-- begin Data for the task --

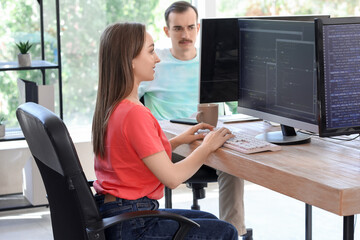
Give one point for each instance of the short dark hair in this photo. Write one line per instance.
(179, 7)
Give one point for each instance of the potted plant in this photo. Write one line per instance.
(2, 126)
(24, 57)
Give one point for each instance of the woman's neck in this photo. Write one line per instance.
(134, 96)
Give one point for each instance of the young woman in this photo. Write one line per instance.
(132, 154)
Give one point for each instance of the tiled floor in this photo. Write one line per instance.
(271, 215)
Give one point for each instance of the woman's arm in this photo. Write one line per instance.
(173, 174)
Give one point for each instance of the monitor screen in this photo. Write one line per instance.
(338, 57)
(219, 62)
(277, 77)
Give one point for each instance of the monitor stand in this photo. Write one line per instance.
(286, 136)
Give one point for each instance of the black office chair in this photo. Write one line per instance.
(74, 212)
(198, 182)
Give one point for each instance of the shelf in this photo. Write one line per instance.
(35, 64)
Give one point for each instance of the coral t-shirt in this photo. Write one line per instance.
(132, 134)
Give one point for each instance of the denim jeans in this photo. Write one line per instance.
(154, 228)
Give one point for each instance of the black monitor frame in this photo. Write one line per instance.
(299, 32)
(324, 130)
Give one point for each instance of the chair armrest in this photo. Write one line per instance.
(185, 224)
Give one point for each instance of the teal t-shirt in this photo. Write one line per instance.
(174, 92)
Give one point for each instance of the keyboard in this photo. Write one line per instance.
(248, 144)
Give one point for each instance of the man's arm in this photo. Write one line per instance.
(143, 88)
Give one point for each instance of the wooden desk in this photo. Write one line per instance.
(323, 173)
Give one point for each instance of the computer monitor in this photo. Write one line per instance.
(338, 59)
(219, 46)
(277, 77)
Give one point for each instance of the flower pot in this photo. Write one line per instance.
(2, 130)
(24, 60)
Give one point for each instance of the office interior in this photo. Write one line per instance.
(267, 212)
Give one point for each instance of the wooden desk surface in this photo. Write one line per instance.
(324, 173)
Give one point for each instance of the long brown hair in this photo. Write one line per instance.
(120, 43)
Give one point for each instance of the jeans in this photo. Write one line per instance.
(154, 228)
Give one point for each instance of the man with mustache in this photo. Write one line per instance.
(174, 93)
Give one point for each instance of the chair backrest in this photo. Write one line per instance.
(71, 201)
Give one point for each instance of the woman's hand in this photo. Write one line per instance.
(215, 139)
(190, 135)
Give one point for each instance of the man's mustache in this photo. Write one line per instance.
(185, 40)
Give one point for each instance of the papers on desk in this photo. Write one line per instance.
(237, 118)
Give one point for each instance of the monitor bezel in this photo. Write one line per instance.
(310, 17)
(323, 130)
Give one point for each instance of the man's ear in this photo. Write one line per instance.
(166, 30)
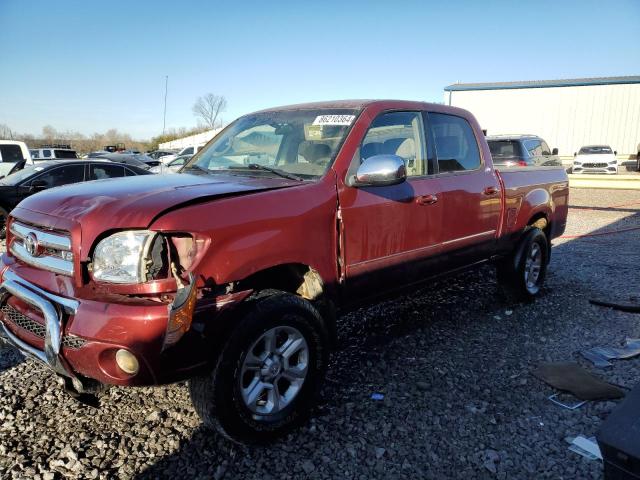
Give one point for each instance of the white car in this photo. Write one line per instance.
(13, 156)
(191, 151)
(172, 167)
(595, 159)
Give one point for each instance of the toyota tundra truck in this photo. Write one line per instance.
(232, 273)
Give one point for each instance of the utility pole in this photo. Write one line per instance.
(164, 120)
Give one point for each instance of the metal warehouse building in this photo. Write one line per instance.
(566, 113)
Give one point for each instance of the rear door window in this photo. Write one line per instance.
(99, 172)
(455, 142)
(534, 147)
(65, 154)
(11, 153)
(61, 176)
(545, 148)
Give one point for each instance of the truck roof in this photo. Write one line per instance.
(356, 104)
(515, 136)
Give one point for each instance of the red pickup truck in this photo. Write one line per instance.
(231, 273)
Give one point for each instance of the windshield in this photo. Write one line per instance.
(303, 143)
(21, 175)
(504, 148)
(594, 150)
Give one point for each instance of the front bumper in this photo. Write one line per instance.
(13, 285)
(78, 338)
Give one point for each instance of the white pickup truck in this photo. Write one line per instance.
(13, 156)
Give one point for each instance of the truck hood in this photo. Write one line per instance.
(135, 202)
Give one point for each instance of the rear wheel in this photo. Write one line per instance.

-- end Data for the task --

Each line of the data is to be duplicated exactly; pictures stay out of the copy.

Give one point for each instance of the short dark hair in this photo. Write one line per instance.
(179, 7)
Give one point for each instance of the potted plant in this photo. Write one line per instance.
(2, 126)
(24, 57)
Give one point for each instance of the woman's neck in this photo. Write one line per instance.
(134, 96)
Give one point for each instance of the young woman in this photo. Write one line per instance.
(132, 154)
Give one point for each instance of the tiled floor in this photo. Write one line per instance.
(271, 215)
Give one point for each instance of the woman's arm in this photo. Write one line per instance.
(173, 174)
Give one point for each instance of the monitor screen in this photo. Write one line per instance.
(338, 57)
(219, 62)
(277, 77)
Give one point for each instance of the monitor stand in this photo. Write one line per instance.
(286, 136)
Give one point for each instance of the black office chair in this photo. Write one line per instance.
(74, 212)
(198, 182)
Give one point for each instance of the shelf in this photo. Write one line per instance.
(35, 64)
Give one point for each instance of the coral t-shirt in this photo. Write one line per instance.
(132, 134)
Give one point for each instance of the denim jeans in this photo. Write one line per instance.
(154, 228)
Give one point for each instance of the black monitor frame in this photo. Write one line per instance.
(299, 32)
(324, 130)
Give one point for each instance of the chair armrest in this photo. Write one line per instance.
(185, 224)
Give one point for each instance of the teal t-shirt in this photo. Write one line per instance.
(174, 92)
Give one point for each instance of the keyboard in this photo. Write one line per instance.
(248, 144)
Give one point for each instance of the man's arm in this photo. Write one line per instance.
(143, 88)
Give one point for each instance of the wooden desk in this photo. Write one line per instance.
(323, 173)
Give one point for each instance of the computer monitor in this photo. Write one line per instance.
(338, 59)
(219, 46)
(277, 77)
Give one point for each instance of the flower pot in this photo. Write one line per instance.
(2, 130)
(24, 60)
Give one point for each instance of the office interior in this photo. Write one line per instance.
(267, 212)
Give one point for each instance of the wooden desk surface in this photo. Write one line per instance.
(324, 173)
Give one point for each instance of the long brown hair in this photo. Write one line per instance.
(120, 43)
Give one point for each instance of the jeans in this photo. Write one line per instance.
(154, 228)
Give one point for each instance of the man with mustache in this photo. Write one line per instance.
(174, 93)
Give one point for each instance of the chair backrest in this photo. Write one line per instance.
(71, 201)
Give one point for each instance of the woman's hand in this photo. Write one line per instance.
(215, 139)
(190, 135)
Give one point for each instance of the man's mustache in this photo. Write one line per instance.
(185, 40)
Give one point for each instance of the papers on desk in this photo. Write one line per instance.
(237, 118)
Give one point for each instance of the monitor bezel in this photo. Write one line per instance.
(310, 17)
(323, 130)
Give one point for each instance of the man's ear in this photo. Write one line per instance.
(166, 30)
Give one point for each instance of the white car in this photo. Write one line per instance.
(13, 156)
(191, 151)
(172, 167)
(595, 159)
Give one point for each instance of the toyota tundra truck in this photo. Write one line per instance.
(232, 273)
Give one point for each instance of the utility pole in this photo. Write one line per instance.
(164, 120)
Give one point for each instance of the metal warehouse building in this photo. Write one line per instance.
(566, 113)
Give one point for each instance of the rear door window in this photo. Write one line per instance.
(99, 172)
(455, 142)
(534, 147)
(65, 154)
(11, 153)
(61, 176)
(545, 148)
Give one point for each instance of the truck roof in this photo. Write one line per instance.
(356, 104)
(515, 136)
Give one point for each instance of the red pickup truck in this photo. Write one line per instance.
(231, 273)
Give one point for each instance of the windshield in this photo. Write one line per instance.
(303, 143)
(21, 175)
(504, 148)
(594, 150)
Give one point for each instance of the front bumper in this photo. Write one line per instance.
(13, 285)
(78, 338)
Give one point for each instance of the white pickup truck in this photo. Write one line per instance.
(13, 156)
Give one point for each instance of the truck hood in this photo. Write one line per instance.
(135, 202)
Give one point for each instance of the rear wheel in this photo. Write one line per instance.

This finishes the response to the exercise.